Decide whether each statement below agrees with the text about Hillcrest, answering yes or no and quoting the words of the text that settle it.
1. Hillcrest has been recognized as part of the city since 1907.
2. Laura Anderson purchased the 40 acre parcel of land.
3. The 1974 march had a permit from the city.

:: READING TEXT

The Famous Hillcrest sign at 5th & University Avenues

This is the first installment of the Entertainer’s “Neighborhood Project”, where we profile different communities around San Diego County. Our goal is to inform readers of the rich history of these neighborhoods and to explore some of the landmarks, shops, famous eateries and hangouts that have come to define the community over the years. Contributor Rae McCormack and photographer Katie Fisher went to Hillcrest to capture the scene, with more of Katie’s photographs posted here. We hope you enjoy!

Located between Balboa Park and Washington Street and bordered by Park Boulevard to the East and First Street to the West, Hillcrest is the hip, kitschy section of uptown with a bustling nightlife and lots of great restaurants.

University Avenue bisects the heart of Hillcrest

University Avenue bisects the heart of Hillcrest (Photo - Katie Fisher)

But, did you know that Hillcrest is one of the city’s oldest communities and has been recognized as a part of the city since 1907? It was the year before that the 40 acre parcel of land was purchased by William Wesley Whitson at the advice of his sister, Laura Anderson, who also named this subdivision of University Heights.

A great place to live, work or play, Hillcrest won the prestigious Great Places in America, Neighborhoods Award from the American Planning Association (APA) in 2007, the award’s inaugural year. The APA touts this area as “Diverse, Urbane and Trendsetting.”

In fact, many consider Pernicano’s to be the biggest blight on the landscape. This once bustling restaurant served many movie stars, famous athletes and was a hot spot in San Diego from 1946-1985 (now survived by it’s sole location in Scripps Ranch). Now the restaurant and its sister Casa di Baffi have been sitting closed for almost 25 years and many urban legends surround the reason behind the vacant, decaying properties and unused parking lot. One story says he won’t sell it because half of the money would go to his ex-wife, but the wealthy land owner himself claims it is because his “body and soul are in there.”

The gay community in Hillcrest is certainly not hidden from sight

The gay community in Hillcrest is certainly not hidden from sight (Photo - Katie Fisher)

Hillcrest is also home to the annual San Diego Pride Parade, celebrated every summer since 1974. It was this first year that approximately 200 people marched in protest, decrying a lack of equal rights and the denial of a permit from the city. The following year began the official, permitted San Diego Pride Parade. During July every year, over 150,000 people line the streets to see floats from groups all over San Diego, including the Police and Fire Departments, local stores and restaurants as well as community groups. Traditionally, the event takes place on University Avenue beginning at Normal Street and ends on 6th Avenue at Upas.

::::
:: MATERIAL

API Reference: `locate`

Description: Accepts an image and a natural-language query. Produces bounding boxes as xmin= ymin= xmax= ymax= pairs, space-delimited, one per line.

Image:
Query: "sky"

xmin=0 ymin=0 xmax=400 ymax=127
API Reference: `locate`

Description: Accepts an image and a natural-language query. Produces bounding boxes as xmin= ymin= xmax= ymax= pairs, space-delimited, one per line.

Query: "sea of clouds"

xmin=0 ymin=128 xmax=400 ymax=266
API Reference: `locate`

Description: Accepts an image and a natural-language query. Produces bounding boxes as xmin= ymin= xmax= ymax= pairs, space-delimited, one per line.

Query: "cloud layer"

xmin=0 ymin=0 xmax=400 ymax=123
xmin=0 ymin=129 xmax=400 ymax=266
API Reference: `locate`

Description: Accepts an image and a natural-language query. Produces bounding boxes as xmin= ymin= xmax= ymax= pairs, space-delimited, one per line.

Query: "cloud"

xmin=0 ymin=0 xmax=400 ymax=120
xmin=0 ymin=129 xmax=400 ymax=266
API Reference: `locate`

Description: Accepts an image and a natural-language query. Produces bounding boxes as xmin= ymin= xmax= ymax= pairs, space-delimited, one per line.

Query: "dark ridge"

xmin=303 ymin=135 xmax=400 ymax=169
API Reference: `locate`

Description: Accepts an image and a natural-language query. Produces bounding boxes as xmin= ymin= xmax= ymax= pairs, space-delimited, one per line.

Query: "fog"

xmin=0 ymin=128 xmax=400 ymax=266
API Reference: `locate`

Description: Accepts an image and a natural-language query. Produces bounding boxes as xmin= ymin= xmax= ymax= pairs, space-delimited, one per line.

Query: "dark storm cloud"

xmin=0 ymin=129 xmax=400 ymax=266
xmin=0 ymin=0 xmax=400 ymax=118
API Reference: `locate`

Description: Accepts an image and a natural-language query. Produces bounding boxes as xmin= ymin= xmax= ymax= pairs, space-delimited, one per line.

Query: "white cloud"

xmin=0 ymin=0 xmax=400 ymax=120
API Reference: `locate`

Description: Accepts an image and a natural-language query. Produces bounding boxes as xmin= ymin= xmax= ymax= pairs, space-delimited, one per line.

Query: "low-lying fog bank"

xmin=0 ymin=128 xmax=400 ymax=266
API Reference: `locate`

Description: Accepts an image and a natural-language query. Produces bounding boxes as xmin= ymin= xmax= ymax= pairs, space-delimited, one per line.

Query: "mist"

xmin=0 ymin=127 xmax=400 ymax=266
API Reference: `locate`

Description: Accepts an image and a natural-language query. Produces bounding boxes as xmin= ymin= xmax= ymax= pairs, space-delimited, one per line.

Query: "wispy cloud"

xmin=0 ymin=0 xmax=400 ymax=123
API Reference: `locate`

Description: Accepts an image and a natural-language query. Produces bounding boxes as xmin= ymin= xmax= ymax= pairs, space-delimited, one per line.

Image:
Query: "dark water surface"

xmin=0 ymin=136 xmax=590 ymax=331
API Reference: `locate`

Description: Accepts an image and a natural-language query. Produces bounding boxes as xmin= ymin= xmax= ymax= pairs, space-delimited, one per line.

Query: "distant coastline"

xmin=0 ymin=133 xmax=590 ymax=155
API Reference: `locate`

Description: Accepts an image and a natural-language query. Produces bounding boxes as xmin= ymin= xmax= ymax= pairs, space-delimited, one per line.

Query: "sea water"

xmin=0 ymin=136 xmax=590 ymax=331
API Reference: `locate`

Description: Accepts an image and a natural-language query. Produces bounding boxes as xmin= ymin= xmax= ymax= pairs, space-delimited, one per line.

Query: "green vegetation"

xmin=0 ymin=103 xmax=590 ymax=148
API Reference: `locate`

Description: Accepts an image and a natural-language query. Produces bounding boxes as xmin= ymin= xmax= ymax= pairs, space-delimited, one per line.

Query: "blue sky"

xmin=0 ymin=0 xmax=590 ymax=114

::::

> _WRITTEN SOLUTION_:
1. Yes: "has been recognized as a part of the city since 1907"
2. No: "the 40 acre parcel of land was purchased by William Wesley Whitson at the advice of his sister, Laura Anderson"
3. No: "decrying a lack of equal rights and the denial of a permit from the city"